* What you have to do
Every entry, from first to last, is to be retyped without any alteration.

═════ Input data

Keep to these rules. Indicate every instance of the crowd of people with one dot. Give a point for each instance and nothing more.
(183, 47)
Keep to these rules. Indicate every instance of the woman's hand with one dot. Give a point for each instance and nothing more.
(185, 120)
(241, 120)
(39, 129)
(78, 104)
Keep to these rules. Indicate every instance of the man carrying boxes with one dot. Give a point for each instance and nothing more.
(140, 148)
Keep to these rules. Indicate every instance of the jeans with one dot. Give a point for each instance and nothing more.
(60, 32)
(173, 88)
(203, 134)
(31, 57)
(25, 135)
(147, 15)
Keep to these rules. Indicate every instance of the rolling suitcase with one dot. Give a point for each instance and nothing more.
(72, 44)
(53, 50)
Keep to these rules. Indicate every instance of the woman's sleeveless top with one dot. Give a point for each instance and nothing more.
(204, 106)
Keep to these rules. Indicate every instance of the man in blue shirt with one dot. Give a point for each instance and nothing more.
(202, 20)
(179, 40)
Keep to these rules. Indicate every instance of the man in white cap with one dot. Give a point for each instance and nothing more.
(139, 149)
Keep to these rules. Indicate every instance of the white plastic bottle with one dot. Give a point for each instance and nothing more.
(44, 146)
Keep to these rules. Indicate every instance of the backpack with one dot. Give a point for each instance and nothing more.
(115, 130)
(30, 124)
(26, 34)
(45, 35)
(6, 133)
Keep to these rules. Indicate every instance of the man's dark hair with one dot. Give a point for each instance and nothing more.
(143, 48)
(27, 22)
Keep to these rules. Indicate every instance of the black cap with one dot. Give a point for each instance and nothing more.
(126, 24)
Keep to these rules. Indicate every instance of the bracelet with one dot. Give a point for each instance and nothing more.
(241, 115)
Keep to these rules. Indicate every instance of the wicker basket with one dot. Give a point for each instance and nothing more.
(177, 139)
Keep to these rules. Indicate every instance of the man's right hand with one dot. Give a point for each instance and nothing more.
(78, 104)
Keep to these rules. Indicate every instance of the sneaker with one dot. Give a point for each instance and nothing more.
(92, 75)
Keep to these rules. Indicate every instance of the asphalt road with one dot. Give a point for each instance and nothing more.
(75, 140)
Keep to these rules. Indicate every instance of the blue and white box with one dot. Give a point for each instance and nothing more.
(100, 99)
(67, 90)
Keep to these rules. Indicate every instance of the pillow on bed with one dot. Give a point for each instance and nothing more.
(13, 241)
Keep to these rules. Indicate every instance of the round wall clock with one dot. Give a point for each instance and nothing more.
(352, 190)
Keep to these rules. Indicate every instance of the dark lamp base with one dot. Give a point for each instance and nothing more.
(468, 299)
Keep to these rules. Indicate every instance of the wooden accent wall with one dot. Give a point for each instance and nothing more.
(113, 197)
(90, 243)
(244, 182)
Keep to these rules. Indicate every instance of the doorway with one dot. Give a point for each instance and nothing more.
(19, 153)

══════════

* Solved exercise
Keep to these rules. Indicate every instance of the crowd of people with one dot. Give a point for each instance and nothing more.
(183, 47)
Keep to these rules. Indicate every instance of the woman's hand with one dot. Give a point for each instance and nothing more.
(185, 120)
(241, 120)
(39, 129)
(78, 104)
Keep to these rules. Indicate every instance of the man carrying boxes with one dot. Give a point for each instance and nothing more.
(140, 148)
Keep to these rules. Indicate every instance of the jeans with one dot. Give a point for each instance and nothing more.
(60, 32)
(173, 88)
(203, 134)
(31, 57)
(25, 135)
(147, 15)
Keep to these rules. Indicate every instance of the rolling suitcase with one dot. Give a point for each instance and nothing more.
(72, 44)
(53, 50)
Keep to these rules. Indicate every instance of the woman's sleeveless top with one dot. Give a point for each instance and nothing more.
(204, 106)
Keep to these rules. Indicate every instance of the man in blue shirt with one dot. Give a point for each instance and nothing more.
(202, 20)
(179, 40)
Keep to these rules. Indicate every instance of the man in white cap with one dot. Give a point for each instance and nothing more.
(139, 149)
Keep to these rules. Indicate every instance of the white plastic bottle with one dot. Give a point for each instance and nothing more.
(44, 146)
Keep to these rules. Indicate every instance of the backpack with one dot. Give a point for each instance and nothing more.
(115, 130)
(30, 124)
(26, 34)
(45, 35)
(6, 133)
Keep to these rules. Indicate every instance of the man's dark hair with one dot. Give a point for each instance and nothing more.
(143, 48)
(27, 22)
Keep to these rules. Indicate every instance of the black cap with one dot. Give a point for each instance and nothing more.
(126, 24)
Keep to these rules. Indicate every instance of the bracelet with one dot. Give a point for each instance and nothing more.
(241, 115)
Keep to these rules. Indicate every instance of the wicker basket with one dot. Give a point for each instance and nothing more.
(177, 139)
Keep to these rules. Indicate every instance of the man's right hand with one dot. Give a point for each instance and nothing more.
(78, 104)
Keep to these rules. Indicate every instance of the sneaker with one dot. Give a point for each instance and nothing more.
(92, 75)
Keep to these rules. Indicate every instance of the asphalt road with one dot. Give a point for each instance and nothing more.
(75, 140)
Keep to these rules. Indicate every instance of the blue and white box with one dot. Give a point for each instance and nothing more.
(100, 99)
(67, 90)
Keep to these rules. Indicate every instance of the pillow on bed with one dot. Give a point for each instance and nothing more.
(13, 241)
Keep to these rules. Indicate every instance of the round wall clock with one dot. Give a point for each instance and nothing more.
(352, 190)
Keep to these rules. Indicate every instance of the dark lamp base with one dot. Give a point for each instance and nothing more.
(468, 299)
Keep to these rules. Indicate every instance of the wooden accent wall with one dot. Give a point for each instance and nothing more.
(113, 197)
(90, 243)
(244, 182)
Keep to these rules. Indicate every instance of the doorway with one dot. Give a point for each instance and nothing more.
(19, 153)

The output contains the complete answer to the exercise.